(Text excerpt)
## Start

Dimethyl Disulfide (DMDS)
Dimethyl Disulfide (DMDS) is the most commonly used chemical for sulfiding the hydrotreating and hydrocracking catalysts used to produce clean fuels. Hydroprocessing catalysts contain metal oxides that must be converted to the active metal sulfide form before they will desulfurize hydrocarbon feeds. The activation process begins with the introduction of DMDS into the reactor along with hydrogen at a temperature of 360F or higher. Under these conditions, DMDS rapidly decomposes, forming the H2S that is required to convert the oxides to metal sulfides.
DMDS is also used to passivate furnace tubes in ethylene crackers, although Dimethyl Sulfide (DMS) is often used in this application.
DMDS is ideal for sulfiding because of its high sulfur content (68%) and its decomposition temperature range of 360-400F. At this temperature level, it is much easier to control the reaction exotherm that occurs as metal oxides are transformed to their corresponding sulfide form.

## End

Please carry on the dimethyl disulfide text, picking up after its final sentence. The listing that comes next is separate material, not part of the dimethyl disulfide text.

(Record excerpts)
## Start

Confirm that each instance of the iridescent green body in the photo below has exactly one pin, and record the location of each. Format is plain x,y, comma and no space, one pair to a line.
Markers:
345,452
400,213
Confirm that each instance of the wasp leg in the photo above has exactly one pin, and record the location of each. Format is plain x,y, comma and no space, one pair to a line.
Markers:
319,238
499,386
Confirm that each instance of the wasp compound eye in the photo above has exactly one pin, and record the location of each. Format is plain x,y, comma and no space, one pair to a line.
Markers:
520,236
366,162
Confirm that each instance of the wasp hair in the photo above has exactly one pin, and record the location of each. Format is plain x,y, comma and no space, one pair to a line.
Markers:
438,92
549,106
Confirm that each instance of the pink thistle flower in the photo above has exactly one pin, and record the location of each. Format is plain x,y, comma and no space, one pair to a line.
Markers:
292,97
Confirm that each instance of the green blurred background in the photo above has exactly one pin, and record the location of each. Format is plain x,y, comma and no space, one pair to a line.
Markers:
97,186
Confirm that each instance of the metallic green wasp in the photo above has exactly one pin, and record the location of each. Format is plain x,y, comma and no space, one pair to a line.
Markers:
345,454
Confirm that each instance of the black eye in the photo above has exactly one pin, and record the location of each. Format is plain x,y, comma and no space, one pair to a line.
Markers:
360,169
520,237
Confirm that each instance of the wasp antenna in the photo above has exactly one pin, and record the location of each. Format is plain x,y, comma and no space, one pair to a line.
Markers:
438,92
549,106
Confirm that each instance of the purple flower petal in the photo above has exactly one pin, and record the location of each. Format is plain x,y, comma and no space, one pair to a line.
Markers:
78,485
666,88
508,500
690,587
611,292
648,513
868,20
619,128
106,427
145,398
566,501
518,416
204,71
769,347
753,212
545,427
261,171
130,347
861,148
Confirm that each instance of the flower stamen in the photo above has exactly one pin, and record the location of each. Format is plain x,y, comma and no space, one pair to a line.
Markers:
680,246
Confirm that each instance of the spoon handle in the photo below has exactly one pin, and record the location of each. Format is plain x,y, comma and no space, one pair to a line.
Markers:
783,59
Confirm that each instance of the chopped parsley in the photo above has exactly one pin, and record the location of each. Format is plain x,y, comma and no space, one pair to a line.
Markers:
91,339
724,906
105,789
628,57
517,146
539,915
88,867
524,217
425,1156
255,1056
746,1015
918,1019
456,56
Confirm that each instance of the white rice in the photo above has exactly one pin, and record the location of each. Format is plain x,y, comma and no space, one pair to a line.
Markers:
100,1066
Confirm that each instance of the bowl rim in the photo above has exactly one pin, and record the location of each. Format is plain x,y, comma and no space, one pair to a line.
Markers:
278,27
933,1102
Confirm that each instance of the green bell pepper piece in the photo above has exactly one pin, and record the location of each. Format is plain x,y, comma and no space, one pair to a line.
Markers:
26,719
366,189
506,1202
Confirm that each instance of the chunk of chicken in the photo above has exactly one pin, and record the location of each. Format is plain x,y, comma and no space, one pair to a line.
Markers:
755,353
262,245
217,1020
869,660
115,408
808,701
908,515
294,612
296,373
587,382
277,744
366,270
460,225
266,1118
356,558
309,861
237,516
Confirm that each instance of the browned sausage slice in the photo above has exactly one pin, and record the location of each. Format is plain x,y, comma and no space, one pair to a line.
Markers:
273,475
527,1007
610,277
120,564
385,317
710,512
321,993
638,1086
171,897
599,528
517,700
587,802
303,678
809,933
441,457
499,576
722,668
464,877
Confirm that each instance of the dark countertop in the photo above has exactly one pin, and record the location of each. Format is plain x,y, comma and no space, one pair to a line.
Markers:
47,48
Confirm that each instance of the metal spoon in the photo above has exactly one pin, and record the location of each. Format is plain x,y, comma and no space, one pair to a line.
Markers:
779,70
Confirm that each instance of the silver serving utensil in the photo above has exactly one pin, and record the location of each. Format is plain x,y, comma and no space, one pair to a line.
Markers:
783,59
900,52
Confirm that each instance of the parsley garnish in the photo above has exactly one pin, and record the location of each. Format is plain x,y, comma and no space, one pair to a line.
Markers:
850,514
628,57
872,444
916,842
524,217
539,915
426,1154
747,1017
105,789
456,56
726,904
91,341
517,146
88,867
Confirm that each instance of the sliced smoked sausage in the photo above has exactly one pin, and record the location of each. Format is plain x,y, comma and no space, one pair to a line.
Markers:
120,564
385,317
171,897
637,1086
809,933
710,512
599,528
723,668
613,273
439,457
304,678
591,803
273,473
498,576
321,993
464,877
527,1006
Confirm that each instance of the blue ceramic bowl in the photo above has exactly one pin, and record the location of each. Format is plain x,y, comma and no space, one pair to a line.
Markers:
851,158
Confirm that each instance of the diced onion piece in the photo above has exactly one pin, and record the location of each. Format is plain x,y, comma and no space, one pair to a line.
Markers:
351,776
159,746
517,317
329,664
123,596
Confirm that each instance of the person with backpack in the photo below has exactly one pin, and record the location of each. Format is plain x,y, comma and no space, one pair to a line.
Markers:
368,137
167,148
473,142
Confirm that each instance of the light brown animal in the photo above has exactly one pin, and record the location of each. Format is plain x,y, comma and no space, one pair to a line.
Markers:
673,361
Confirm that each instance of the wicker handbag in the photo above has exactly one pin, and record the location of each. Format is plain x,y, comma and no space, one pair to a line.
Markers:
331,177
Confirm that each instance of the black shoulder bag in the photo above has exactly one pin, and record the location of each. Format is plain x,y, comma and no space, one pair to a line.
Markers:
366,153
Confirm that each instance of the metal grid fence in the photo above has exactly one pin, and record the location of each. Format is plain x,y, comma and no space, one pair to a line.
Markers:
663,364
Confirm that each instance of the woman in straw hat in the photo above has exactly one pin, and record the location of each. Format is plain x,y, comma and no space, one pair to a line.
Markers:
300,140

## End

(Response for this exercise)
An additional advantage of DMDS is the by-product of its decomposition is simple methane (CH4), which will not cause premature coking of the catalyst bed. Other sulfiding chemicals, such as polysulfides (TBPS), can cause excess coking during the sulfiding process due to the by-products formed when they decompose to H2S.
In summary, the advantages of sulfiding with DMDS are:
- High Sulfur Content (68%)
- By-products will not cause premature coking
- Low Decomposition Temperature
- Chosen by Catalyst Manufactures for Activity Testing and Catalyst Development
- Lowest total cost
Contact us to discuss the optimum sulfiding agent for your application.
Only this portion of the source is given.